Data provided:
⟨

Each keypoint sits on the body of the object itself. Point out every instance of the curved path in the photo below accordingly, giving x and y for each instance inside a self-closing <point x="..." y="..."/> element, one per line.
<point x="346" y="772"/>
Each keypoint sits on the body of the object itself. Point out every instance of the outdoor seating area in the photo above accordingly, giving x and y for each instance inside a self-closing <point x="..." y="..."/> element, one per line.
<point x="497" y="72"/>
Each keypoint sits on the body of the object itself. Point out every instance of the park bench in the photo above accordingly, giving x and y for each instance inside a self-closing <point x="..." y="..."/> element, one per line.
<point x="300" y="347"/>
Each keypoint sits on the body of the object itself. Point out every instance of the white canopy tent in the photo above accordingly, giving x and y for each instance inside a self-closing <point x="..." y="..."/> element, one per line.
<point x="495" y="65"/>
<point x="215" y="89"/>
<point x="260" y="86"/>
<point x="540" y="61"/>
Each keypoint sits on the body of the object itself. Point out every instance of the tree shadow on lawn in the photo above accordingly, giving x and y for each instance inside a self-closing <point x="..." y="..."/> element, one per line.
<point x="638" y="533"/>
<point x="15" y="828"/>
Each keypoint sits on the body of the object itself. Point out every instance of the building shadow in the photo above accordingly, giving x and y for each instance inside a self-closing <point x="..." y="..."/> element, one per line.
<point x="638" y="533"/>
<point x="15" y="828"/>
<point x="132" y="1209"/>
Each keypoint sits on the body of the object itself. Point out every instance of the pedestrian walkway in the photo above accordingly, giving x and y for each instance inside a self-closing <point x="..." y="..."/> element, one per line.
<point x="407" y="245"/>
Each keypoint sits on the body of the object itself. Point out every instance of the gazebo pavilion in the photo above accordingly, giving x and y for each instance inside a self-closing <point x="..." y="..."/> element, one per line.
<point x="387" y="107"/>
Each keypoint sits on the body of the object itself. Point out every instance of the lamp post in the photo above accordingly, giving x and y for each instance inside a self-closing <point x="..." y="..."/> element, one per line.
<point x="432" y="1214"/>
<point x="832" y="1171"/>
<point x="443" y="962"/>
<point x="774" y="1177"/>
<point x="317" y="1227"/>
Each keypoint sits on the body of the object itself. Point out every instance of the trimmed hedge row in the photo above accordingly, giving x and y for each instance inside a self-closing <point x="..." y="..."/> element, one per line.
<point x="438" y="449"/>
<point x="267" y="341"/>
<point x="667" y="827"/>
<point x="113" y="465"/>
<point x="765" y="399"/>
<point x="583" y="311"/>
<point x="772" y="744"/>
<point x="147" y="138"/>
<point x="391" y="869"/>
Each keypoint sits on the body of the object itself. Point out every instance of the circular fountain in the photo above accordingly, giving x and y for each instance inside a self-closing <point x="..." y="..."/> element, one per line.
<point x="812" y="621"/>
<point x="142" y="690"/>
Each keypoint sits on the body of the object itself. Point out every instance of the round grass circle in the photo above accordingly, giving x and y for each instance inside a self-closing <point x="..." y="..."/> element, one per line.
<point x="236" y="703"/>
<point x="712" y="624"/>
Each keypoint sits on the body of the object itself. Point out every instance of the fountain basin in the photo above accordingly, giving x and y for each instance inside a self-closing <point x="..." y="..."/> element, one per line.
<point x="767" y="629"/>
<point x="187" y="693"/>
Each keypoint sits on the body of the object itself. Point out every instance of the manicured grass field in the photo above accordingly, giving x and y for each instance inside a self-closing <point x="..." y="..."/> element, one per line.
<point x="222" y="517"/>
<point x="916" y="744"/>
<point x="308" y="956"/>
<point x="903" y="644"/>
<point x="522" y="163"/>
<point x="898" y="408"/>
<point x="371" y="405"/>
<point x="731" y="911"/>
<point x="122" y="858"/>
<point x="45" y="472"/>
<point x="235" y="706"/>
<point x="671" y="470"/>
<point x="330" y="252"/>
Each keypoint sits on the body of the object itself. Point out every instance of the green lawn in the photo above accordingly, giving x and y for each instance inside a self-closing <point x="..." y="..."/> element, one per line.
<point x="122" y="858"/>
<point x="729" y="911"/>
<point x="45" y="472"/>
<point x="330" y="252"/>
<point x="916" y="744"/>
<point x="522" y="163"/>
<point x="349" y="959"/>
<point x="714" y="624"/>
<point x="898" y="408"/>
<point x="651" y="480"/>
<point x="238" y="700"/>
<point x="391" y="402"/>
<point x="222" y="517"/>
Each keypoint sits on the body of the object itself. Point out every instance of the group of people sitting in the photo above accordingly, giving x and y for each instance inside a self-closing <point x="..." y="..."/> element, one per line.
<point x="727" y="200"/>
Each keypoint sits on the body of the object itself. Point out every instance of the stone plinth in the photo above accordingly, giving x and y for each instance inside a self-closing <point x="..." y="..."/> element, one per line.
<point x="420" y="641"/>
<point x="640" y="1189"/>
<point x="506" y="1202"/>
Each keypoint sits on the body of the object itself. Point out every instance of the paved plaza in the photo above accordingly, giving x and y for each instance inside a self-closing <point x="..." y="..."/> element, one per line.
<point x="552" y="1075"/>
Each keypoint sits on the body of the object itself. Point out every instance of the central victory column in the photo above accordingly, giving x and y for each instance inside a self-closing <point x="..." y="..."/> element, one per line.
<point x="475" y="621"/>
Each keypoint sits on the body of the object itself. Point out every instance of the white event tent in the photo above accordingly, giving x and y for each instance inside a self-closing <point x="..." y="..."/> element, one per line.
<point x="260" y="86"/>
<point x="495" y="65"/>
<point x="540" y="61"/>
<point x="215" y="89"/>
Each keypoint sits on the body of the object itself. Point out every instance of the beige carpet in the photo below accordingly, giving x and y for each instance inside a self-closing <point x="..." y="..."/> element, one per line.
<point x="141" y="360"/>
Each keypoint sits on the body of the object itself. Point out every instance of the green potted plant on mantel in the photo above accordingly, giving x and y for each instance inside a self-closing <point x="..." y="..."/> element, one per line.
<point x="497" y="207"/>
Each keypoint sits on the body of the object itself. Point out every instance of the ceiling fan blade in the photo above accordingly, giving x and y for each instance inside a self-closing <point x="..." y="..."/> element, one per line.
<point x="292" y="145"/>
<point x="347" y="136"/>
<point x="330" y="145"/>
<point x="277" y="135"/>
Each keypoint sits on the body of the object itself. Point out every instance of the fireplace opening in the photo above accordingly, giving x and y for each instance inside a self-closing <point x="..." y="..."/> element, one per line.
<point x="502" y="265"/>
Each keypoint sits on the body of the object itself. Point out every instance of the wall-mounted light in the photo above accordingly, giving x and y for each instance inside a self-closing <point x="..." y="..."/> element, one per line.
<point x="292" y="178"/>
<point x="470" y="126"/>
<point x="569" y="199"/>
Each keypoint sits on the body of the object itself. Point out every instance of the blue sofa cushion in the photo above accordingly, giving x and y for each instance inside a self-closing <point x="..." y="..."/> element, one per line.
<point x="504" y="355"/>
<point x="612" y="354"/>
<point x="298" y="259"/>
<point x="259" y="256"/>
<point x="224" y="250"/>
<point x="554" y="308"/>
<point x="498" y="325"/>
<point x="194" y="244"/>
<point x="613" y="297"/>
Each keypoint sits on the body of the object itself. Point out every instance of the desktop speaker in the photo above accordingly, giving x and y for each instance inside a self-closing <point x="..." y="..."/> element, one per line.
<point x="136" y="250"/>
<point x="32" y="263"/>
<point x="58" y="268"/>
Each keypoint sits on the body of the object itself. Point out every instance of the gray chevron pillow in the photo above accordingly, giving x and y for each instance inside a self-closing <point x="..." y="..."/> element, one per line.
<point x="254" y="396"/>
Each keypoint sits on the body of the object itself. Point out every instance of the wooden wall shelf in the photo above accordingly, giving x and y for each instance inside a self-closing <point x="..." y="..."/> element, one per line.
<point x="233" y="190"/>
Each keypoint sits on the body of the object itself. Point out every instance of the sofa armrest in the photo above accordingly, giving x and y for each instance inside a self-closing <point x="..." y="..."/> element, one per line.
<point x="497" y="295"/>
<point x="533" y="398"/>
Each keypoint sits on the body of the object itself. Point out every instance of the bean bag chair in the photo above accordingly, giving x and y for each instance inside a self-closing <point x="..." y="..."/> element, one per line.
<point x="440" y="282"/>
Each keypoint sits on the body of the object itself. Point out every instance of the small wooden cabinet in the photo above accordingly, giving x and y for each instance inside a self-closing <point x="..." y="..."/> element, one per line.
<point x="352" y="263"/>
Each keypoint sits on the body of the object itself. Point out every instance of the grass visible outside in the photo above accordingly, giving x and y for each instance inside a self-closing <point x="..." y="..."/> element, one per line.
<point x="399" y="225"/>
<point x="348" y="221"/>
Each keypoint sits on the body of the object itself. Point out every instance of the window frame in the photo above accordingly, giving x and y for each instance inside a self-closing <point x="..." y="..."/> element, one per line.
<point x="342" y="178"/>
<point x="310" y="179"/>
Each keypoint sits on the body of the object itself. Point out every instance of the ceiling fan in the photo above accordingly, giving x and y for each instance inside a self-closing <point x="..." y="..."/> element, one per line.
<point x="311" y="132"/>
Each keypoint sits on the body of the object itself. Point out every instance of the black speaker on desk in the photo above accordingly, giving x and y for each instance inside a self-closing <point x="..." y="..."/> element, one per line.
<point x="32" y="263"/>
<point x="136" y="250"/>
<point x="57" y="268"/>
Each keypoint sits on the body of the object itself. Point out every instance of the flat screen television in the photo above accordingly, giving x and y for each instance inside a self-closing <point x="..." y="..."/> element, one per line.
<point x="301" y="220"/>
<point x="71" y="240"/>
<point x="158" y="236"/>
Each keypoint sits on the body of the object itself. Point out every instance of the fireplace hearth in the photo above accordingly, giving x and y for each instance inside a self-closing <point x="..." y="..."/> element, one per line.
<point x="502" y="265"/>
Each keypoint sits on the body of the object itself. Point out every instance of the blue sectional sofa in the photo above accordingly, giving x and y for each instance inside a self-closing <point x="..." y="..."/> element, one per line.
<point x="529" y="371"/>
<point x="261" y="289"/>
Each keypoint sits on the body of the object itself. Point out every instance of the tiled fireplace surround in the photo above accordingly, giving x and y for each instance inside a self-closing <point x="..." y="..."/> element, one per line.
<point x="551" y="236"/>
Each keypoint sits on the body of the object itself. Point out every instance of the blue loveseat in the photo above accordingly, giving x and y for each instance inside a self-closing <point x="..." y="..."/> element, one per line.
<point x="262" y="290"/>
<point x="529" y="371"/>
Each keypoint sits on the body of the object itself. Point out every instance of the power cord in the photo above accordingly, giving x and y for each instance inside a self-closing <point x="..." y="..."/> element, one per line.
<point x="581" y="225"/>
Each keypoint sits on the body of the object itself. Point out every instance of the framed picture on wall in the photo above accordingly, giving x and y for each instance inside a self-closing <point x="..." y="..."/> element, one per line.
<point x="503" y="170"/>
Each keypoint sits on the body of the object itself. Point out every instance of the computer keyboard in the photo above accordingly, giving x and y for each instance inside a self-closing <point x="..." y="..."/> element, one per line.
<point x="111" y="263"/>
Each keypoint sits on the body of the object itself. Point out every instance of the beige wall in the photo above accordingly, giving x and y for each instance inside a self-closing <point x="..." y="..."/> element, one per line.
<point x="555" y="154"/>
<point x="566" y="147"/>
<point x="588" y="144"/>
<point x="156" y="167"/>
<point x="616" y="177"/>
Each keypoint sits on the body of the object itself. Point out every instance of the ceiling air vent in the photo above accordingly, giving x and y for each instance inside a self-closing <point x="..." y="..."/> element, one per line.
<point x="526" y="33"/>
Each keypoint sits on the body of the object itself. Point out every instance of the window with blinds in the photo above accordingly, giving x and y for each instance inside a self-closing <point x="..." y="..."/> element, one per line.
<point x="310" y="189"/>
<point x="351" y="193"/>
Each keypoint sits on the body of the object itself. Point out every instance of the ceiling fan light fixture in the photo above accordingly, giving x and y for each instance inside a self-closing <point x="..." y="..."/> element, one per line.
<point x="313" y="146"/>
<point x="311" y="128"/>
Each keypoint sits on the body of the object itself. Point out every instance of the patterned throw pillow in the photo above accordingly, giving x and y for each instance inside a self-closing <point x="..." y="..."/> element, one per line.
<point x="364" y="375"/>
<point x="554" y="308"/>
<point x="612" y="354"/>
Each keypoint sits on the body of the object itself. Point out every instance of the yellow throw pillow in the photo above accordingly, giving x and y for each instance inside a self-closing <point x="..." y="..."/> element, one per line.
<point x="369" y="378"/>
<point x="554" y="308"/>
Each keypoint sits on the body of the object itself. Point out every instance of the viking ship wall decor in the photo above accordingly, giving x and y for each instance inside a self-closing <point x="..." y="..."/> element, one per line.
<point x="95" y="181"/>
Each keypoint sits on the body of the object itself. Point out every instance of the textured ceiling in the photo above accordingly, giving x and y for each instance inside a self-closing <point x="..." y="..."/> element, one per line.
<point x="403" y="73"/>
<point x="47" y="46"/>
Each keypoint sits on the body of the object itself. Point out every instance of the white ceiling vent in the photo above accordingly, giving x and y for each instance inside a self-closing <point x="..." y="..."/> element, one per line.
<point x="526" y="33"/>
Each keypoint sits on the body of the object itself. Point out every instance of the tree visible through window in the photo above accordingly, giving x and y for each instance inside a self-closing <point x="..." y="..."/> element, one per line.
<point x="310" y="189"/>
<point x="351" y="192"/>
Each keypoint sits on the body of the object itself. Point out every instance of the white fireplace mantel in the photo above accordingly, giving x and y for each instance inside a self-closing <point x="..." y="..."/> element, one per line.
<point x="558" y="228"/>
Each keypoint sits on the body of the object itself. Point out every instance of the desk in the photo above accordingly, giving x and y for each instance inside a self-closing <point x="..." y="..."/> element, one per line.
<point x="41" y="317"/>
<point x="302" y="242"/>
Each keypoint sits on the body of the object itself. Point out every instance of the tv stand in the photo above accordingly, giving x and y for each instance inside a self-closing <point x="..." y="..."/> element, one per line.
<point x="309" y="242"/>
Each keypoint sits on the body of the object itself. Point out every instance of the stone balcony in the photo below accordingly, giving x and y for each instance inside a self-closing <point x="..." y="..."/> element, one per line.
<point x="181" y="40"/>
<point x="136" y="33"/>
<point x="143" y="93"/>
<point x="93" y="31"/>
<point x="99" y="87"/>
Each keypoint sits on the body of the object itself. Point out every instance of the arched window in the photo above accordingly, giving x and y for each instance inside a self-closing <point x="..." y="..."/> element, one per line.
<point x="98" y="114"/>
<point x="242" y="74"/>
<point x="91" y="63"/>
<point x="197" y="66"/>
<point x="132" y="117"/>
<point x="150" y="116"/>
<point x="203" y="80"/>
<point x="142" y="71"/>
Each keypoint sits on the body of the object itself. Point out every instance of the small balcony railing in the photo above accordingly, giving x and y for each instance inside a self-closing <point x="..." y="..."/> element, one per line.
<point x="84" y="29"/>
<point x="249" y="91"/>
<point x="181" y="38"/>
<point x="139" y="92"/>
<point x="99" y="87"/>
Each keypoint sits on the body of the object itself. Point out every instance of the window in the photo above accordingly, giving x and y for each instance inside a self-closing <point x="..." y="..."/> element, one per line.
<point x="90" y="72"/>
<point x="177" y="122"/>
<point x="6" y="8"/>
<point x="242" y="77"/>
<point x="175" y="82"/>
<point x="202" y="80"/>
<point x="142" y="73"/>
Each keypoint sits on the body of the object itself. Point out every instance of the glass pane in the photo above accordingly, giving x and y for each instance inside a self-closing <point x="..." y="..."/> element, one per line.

⟩

What is needed: Starting with the line that contains "the window in", return each line through the last one of the data above, exactly as written and nothing more.

Completed exercise:
Each keypoint sits on the body of the object itself. Point out every instance of the window in the photo above accordingly, giving x and y for each instance inside a self-closing <point x="..." y="..."/> element, one per line.
<point x="90" y="72"/>
<point x="177" y="122"/>
<point x="6" y="8"/>
<point x="242" y="77"/>
<point x="175" y="82"/>
<point x="202" y="80"/>
<point x="142" y="73"/>
Each keypoint sits on the body of the object itself. Point out every instance of the glass pane in the photo above accordingly, giving x and y for each instance inside a self-closing <point x="..." y="..."/> element, one per line.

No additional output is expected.